▸ **DIRECTIONS**
All of the entries need to be written out again, exactly as they are.

Saved entries
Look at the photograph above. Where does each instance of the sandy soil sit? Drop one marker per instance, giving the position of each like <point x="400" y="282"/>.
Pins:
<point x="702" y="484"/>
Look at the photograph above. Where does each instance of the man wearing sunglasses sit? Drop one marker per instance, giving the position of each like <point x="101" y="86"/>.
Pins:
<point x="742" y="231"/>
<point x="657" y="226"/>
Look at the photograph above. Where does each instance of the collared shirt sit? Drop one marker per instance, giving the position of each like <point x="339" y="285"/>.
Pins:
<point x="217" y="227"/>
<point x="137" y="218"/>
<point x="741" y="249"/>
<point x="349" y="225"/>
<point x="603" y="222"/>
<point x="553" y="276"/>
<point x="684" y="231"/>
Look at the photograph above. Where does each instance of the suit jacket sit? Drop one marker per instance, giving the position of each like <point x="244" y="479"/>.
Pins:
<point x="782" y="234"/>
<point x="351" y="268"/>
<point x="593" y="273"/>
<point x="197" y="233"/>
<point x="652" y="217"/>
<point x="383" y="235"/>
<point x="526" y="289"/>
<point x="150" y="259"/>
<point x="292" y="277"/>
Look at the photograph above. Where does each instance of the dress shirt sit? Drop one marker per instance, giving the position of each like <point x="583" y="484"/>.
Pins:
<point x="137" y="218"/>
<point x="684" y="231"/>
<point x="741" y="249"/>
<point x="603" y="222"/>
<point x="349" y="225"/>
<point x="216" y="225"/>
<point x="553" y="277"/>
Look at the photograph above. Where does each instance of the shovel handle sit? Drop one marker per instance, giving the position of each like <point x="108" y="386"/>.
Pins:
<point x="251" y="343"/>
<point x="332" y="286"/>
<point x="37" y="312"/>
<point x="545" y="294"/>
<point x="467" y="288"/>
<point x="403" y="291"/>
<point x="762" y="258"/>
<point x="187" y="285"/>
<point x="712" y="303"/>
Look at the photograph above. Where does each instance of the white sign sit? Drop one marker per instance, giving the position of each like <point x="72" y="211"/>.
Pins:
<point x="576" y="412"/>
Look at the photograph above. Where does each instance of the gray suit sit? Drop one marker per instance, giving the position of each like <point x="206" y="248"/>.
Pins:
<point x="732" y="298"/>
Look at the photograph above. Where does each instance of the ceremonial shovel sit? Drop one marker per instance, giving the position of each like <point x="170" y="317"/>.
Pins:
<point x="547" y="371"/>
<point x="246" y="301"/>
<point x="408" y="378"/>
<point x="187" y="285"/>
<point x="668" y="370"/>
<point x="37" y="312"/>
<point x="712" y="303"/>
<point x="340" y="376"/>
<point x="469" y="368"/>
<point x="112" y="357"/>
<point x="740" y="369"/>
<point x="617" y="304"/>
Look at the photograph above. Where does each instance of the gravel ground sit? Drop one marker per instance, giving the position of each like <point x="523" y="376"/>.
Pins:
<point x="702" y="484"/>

▸ **ANSWER TO THE PROBLEM**
Look at the photograph above. Where does each instance of the sandy soil sit? Drop one marker per instance, giving the position of each like <point x="400" y="282"/>.
Pins:
<point x="702" y="484"/>
Look at the photograph above. Where does each instance of the man wearing sunglasses sit? Drop one marker per instance, giving the position of each like <point x="101" y="86"/>.
Pins:
<point x="742" y="231"/>
<point x="657" y="226"/>
Look at the photograph above. Where does each instance of the collared shirt sit? Drop one marker per instance, giving the position of each like <point x="339" y="285"/>.
Pins:
<point x="217" y="227"/>
<point x="137" y="218"/>
<point x="741" y="249"/>
<point x="349" y="225"/>
<point x="603" y="222"/>
<point x="553" y="276"/>
<point x="684" y="231"/>
Look at the photograph above. Where does each instance of the suit jacket sit? Drop one marker per instance, giving the position of each like <point x="244" y="479"/>.
Pins:
<point x="782" y="234"/>
<point x="351" y="268"/>
<point x="593" y="273"/>
<point x="197" y="233"/>
<point x="652" y="217"/>
<point x="383" y="235"/>
<point x="526" y="289"/>
<point x="150" y="259"/>
<point x="292" y="277"/>
Look at the photograph above. Where does each instance of the dress shirt sit? Drop one marker per instance, giving the position of each like <point x="583" y="484"/>.
Pins:
<point x="137" y="218"/>
<point x="684" y="231"/>
<point x="741" y="249"/>
<point x="603" y="222"/>
<point x="349" y="225"/>
<point x="216" y="225"/>
<point x="553" y="277"/>
Look at the photograph above. Where does each instance of the shovel handle sit? Drop one marker per instance, giving the position of each like <point x="108" y="386"/>.
Pins:
<point x="251" y="343"/>
<point x="332" y="286"/>
<point x="37" y="312"/>
<point x="545" y="294"/>
<point x="467" y="288"/>
<point x="403" y="291"/>
<point x="762" y="258"/>
<point x="187" y="285"/>
<point x="712" y="303"/>
Look at the photograph above. Where does each instance of the white sign sit? Drop one marker per instance, giving the position of each like <point x="72" y="211"/>.
Pins:
<point x="576" y="412"/>
Look at the photograph above. Where does each instance of the gray suit sit? Drop one marker per instance, giving the position of each like <point x="206" y="248"/>.
Pins:
<point x="732" y="298"/>
Look at the photograph above. Where does each instance of the ceremonial shovel sit? Drop one marker per instance, giving the position of each like <point x="170" y="317"/>.
Pins:
<point x="547" y="371"/>
<point x="246" y="301"/>
<point x="408" y="378"/>
<point x="187" y="285"/>
<point x="668" y="370"/>
<point x="37" y="312"/>
<point x="712" y="303"/>
<point x="340" y="376"/>
<point x="469" y="368"/>
<point x="112" y="357"/>
<point x="740" y="369"/>
<point x="617" y="304"/>
Look at the photograph above. Where does each instance of the gravel ground sit? Drop one marker per instance, giving the position of each like <point x="523" y="376"/>.
Pins:
<point x="702" y="484"/>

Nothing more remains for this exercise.